An object of the present invention is to provide a method of producing an entangled sheet of microfine long fibers, which enables the use of microfine long fibers in the production of a substrate for leather-like sheets, although hitherto not applicable to such production.
As a result of extensive research in view of achieving the above object, the inventors have reached the present invention. Namely, the present invention provides a method of producing an entangled sheet of microfine long fibers, which include a step of forming a long-fiber web made of long fibers for forming microfine fibers, at least one component of the long fibers being a water-soluble, thermoplastic polyvinyl alcohol resin; a step of entangling the long-fiber web to form a long-fiber entangled sheet; a step of shrinking the long-fiber entangled sheet to form a long-fiber shrunk sheet; and a step of converting the long fibers for forming microfine fibers in the long-fiber shrunk sheet to microfine long fibers, thereby producing an entangled sheet of microfine long fibers, in which the step of entangling the long-fiber web is performed such that the long-fiber entangled sheet has an interlaminar peel strength of 2 kg/2.5 cm or more, and the step of shrinking the long-fiber entangled sheet is performed such that an areal shrinkage is 35% or more.
The present invention further provides a method of producing a substrate for leather-like sheets, which further includes a step of impregnating an elastic polymer into the entangled sheet of microfine long fibers produced by the above method.
The present invention still further provides a substrate for leather-like sheets which is produced by the method mentioned above, and a grain-finished leather-like sheet and a suede-finished leather-like sheet each being produced by processing the substrate for leather-like sheets.
The method of producing the entangled sheet of microfine long fibers of the present invention includes a step of forming a long-fiber web made of long fibers for forming microfine fibers, a step of entangling the long-fiber web to form a long-fiber entangled sheet, a step of shrinking the long-fiber entangled sheet to form a long-fiber shrunk sheet, and a step of converting the long fibers for forming microfine fibers in the long-fiber shrunk sheet to microfine long fibers, thereby producing an entangled sheet of microfine long fibers. Although the entangled sheet of microfine long fibers thus produced may be directly used as a substrate for leather-like sheets, preferably made into a substrate for leather-like sheets impregnated with an elastic polymer. The substrate for leather-like sheets is processed into a grain-finished leather-like sheet and suede-finished leather-like sheet.
In the present invention, the term “long fiber” means a fiber longer than a short fiber generally having a length of about 10 to 50 mm and a fiber not intentionally cut as so done in the production of short fibers. For example, the length of the long fibers before converted to microfine fibers is preferably 100 mm or longer, and may be several meters, hundreds of meter, or several kilo-meters as long as being technically possible to produce or being not physically broken.
The long fiber for forming microfine fibers used in the present invention is selected from sea-island fibers and multi-layered fibers which are produced by a method such as a mix spinning or a composite spinning, with a sea-island, long fiber for forming microfine fibers composed of a water-soluble, thermoplastic polyvinyl alcohol resin as the sea component and a water-insoluble thermoplastic resin as the island component being preferred.

[RECORDED DATA]
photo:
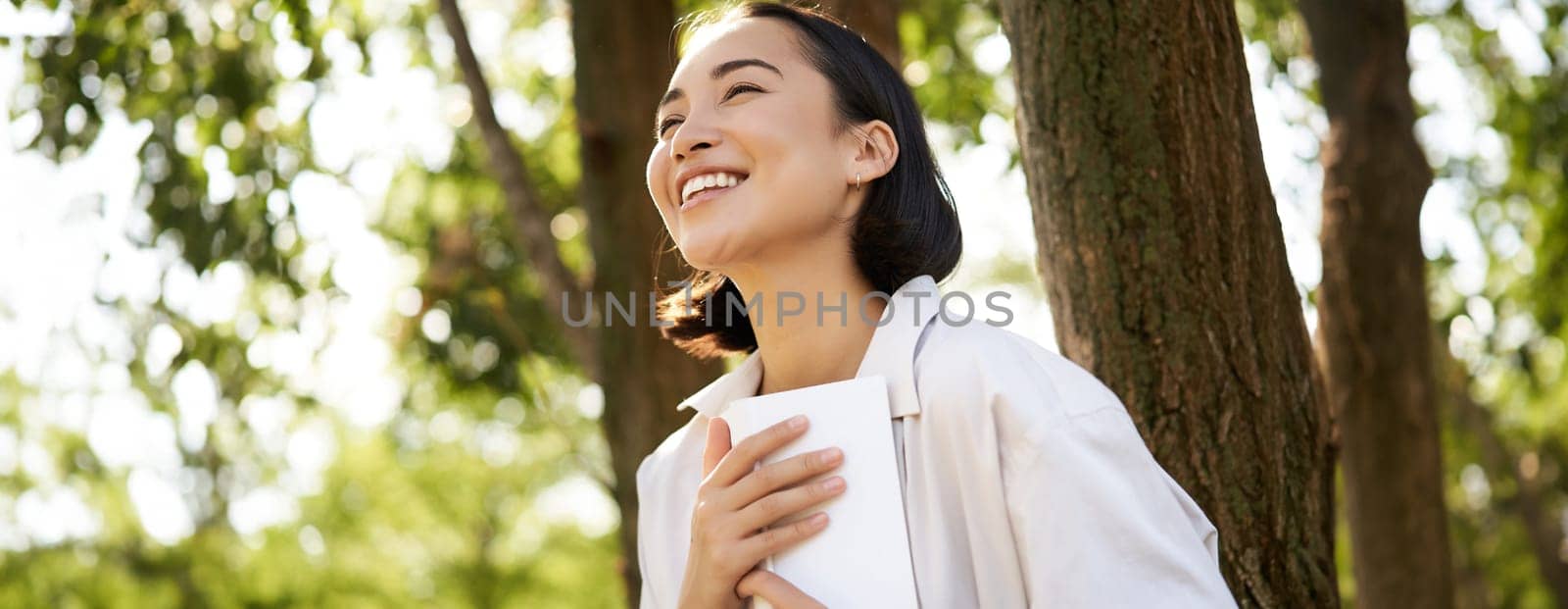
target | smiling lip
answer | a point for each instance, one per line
(706, 195)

[TASK LIST]
1. Answer these from the microfine-fiber passage:
(a) What is the lowest interlaminar peel strength the long-fiber entangled sheet must have?
(b) What length are the long fibers preferably, before they are turned into microfine fibers?
(c) In the preferred sea-island fiber, what serves as the sea component?
2. Write out the microfine-fiber passage word for word, starting at "In the present invention, the" and ending at "not physically broken.".
3. Resume the microfine-fiber passage, writing on from its final sentence.
The data shown here is separate from the microfine-fiber passage.

[RESULTS FOR EACH TASK]
1.
(a) 2 kg/2.5 cm
(b) 100 mm or longer
(c) A water-soluble, thermoplastic polyvinyl alcohol resin

2.
In the present invention, the term “long fiber” means a fiber longer than a short fiber generally having a length of about 10 to 50 mm and a fiber not intentionally cut as so done in the production of short fibers. For example, the length of the long fibers before converted to microfine fibers is preferably 100 mm or longer, and may be several meters, hundreds of meter, or several kilo-meters as long as being technically possible to produce or being not physically broken.

3.
Preferred examples of the water-insoluble thermoplastic resins include, but not limited to, polyester resins such as polyethylene terephthalate (referred to PET in some cases), polytrimethylene terephthalate, polybutylene terephthalate (referred to PBT in some cases), and polyester elastomers; polyamide resins such as nylon 6, nylon 66, nylon 610, aromatic polyamides, and polyamide elastomers; and fiber-forming polymers such as polyurethane resins, polyolefin resins, acrylonitrile resins, and modified resins thereof, with PET, PBT, nylon 6, and nylon 66 being preferably used because the final products excellent in the feel and properties upon use can be obtained. Particularly preferred are PET and its modified resins such as isophthalic acid-modified PET because the shrinking property of the long-fiber entangled sheet upon hot-water treatment is good.
The melting point of the water-insoluble thermoplastic resin is preferably from 160 to 350° C. in view of the shape stability and practicality. The method of measuring the melting point will be described below.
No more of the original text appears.